BEGIN Source document

4 gratulate to welcome (OED, v., 1).
5 SH hours] this edn; not in F1
5 princes] F1; guests blesse Princes JnB 580
8 object like to] F1; spectacle like JnB 580
9 prime foremost (OED, 4a).
9 access (1) approach, arrival; but punning on (2) the accession to the office of king (OED, 1 and 6).
11 thousand] inserted with caret in JnB 580
12 Sibyl’s leaves Prophecies uttered by the Sibyl, sometimes a specific prophetess at Cumae made famous by Virgil, or otherwise the nine sibyls who were supposed to have foretold the fate of Rome.
14--25 ‘He who lives in these halls, and greatly rejoices to see kings meeting as equals in peace, places us timely Hours together at the portals, since under our protection all things turn out well. He grieves that one thing is lacking from the sum of joy, that he cannot express his joy by signs. But, since it is in this aspect that only matters of great weight do struggle, he trusts it is sufficient, however expressed. But what the Master could not do, the earth, made chattering [i.e. talkative] with a leafy gift, has supplied abundantly. How welcome do those come, whom the earth greets! No Sybil was truer than these leaves’ (translations throughout by Simon Corcoran).
16--17 Nos . . . proveniant H&S compare Theocritus, Idylls, 15, 104–5, which describes the welcome arrival of each season and its gifts.

END Source document
BEGIN Extracted information

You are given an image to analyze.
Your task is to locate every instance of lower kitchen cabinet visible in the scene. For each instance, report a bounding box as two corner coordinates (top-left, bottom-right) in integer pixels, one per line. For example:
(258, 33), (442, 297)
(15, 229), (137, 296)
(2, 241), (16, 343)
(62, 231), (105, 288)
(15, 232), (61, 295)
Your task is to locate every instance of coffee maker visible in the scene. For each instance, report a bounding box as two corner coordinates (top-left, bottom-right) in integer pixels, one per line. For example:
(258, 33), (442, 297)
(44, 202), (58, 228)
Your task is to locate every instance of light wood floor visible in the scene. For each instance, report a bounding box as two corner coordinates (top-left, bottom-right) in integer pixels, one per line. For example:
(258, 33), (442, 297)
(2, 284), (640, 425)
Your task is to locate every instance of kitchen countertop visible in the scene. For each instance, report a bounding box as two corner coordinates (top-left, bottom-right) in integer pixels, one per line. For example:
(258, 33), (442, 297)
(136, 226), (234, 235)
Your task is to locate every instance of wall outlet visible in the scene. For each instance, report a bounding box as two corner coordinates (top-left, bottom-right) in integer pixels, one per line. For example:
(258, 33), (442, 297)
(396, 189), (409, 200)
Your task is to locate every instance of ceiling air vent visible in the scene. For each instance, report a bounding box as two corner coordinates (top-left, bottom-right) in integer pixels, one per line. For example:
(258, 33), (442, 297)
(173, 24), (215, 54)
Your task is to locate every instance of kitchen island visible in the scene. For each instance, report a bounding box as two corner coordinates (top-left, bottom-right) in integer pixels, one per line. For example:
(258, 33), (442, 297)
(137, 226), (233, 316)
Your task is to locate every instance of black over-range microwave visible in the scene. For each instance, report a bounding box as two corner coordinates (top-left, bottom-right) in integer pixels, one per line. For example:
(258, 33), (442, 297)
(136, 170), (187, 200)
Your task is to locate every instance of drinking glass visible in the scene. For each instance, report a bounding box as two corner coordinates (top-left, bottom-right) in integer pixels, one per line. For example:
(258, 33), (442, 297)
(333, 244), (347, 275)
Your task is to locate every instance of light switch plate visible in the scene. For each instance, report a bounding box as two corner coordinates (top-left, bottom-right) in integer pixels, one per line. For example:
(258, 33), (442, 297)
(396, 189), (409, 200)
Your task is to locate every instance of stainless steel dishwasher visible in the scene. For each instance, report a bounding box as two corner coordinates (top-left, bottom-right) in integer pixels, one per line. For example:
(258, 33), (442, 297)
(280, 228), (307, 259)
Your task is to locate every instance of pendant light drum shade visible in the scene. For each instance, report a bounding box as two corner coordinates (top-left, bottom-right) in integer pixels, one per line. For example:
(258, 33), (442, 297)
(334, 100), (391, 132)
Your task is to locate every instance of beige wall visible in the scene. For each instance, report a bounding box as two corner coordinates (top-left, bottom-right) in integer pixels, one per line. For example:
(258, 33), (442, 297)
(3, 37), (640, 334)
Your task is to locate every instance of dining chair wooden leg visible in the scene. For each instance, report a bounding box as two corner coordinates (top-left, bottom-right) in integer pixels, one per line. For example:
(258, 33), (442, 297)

END Extracted information

> **Work instruction**: According to the commentary notes, what work do H&S compare with "Nos . . . proveniant"?

> **Answer area**: Theocritus, Idylls, 15, 104–5